======== Material for the task ========

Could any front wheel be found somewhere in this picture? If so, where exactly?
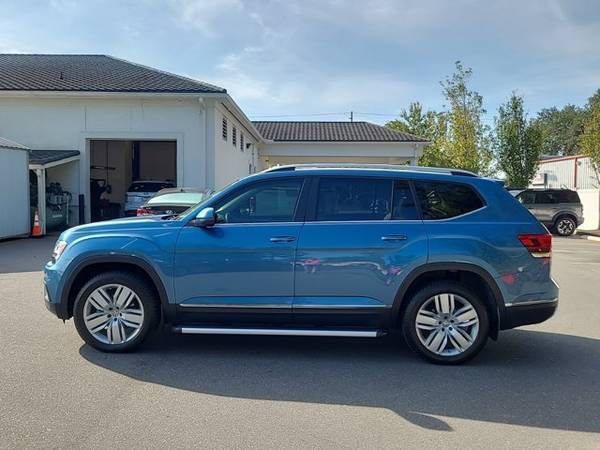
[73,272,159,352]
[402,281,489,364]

========
======== Material for the task ========

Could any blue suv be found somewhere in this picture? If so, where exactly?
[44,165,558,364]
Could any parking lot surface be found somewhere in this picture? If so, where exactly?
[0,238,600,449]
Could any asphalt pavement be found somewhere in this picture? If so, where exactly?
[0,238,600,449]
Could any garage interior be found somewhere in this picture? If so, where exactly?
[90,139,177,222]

========

Lay out the stretch of the material above from the line containing "Could any garage" through the line containing "[90,139,177,222]", both included, as a JSON list of strings with one string per line and blank lines omitted.

Solution to this task
[
  "Could any garage interior be found somewhere in this picture? If so, where exactly?",
  "[90,139,177,222]"
]